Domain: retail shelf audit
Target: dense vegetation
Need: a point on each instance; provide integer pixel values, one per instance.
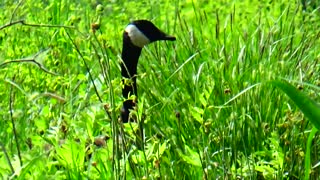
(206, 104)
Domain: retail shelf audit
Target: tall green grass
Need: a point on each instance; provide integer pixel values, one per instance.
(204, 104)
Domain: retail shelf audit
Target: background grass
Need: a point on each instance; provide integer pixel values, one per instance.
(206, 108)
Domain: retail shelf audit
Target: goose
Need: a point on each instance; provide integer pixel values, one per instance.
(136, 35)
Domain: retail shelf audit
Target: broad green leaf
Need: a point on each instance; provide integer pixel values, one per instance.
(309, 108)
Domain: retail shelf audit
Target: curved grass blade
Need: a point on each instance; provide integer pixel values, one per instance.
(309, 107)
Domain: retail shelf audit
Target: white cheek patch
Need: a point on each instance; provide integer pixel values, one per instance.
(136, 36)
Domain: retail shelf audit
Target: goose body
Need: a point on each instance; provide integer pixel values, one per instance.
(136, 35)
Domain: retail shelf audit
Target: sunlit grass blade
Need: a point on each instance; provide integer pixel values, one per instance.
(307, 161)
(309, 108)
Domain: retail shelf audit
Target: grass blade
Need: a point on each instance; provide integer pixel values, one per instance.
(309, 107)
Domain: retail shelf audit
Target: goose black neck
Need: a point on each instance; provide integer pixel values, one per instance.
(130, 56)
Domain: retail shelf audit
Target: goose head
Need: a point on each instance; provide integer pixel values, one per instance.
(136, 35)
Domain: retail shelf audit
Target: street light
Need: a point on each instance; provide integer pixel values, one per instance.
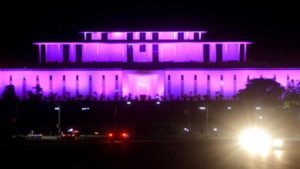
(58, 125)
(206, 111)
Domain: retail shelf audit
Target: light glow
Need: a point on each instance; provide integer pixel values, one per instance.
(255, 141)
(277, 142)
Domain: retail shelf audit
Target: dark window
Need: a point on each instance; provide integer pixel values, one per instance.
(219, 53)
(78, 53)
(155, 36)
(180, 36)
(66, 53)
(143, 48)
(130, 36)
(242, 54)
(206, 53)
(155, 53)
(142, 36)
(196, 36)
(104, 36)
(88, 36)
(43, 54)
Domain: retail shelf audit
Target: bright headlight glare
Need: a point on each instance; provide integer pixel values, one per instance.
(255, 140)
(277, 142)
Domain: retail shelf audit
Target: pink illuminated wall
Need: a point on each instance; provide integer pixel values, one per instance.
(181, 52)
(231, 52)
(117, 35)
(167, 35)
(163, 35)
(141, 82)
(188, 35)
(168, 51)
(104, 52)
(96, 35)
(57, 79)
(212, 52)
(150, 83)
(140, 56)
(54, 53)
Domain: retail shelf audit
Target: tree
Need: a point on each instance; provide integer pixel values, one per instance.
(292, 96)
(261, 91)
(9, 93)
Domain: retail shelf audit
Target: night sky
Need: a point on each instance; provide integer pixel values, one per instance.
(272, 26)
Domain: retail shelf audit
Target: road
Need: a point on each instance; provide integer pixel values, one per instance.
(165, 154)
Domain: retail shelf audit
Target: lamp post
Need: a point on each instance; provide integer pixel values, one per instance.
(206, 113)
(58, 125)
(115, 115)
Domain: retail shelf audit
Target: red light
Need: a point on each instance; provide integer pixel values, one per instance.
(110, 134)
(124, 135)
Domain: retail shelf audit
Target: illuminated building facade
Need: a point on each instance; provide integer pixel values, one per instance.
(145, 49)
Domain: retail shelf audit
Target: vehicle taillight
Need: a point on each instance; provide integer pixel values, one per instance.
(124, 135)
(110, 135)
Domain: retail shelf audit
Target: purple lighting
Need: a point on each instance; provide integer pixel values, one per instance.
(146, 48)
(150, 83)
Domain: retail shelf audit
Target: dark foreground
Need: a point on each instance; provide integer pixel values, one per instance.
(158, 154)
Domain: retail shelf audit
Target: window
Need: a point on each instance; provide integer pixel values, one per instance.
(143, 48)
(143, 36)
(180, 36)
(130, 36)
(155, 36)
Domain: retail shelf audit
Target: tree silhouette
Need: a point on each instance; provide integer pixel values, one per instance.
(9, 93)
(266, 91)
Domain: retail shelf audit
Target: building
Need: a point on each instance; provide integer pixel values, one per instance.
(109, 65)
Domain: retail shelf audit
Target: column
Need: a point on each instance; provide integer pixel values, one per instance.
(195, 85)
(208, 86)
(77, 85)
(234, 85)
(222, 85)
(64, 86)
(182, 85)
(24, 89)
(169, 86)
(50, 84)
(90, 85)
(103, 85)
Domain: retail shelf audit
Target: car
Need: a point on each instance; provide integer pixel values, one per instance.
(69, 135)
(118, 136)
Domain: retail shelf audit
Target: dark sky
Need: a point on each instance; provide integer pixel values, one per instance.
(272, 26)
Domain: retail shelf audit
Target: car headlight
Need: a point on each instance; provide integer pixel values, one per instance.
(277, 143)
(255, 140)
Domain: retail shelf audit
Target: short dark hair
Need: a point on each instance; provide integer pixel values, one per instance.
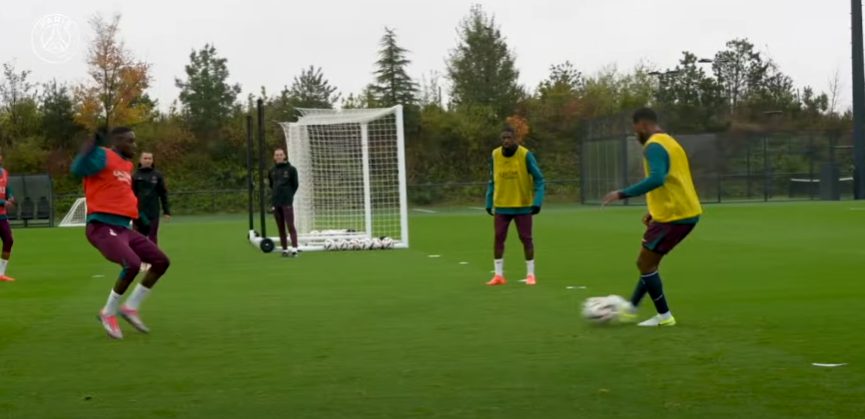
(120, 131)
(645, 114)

----

Problem: How many lines in the rows above contain the string "illuminated"? Case counts. Reply with the number alone.

Result: 2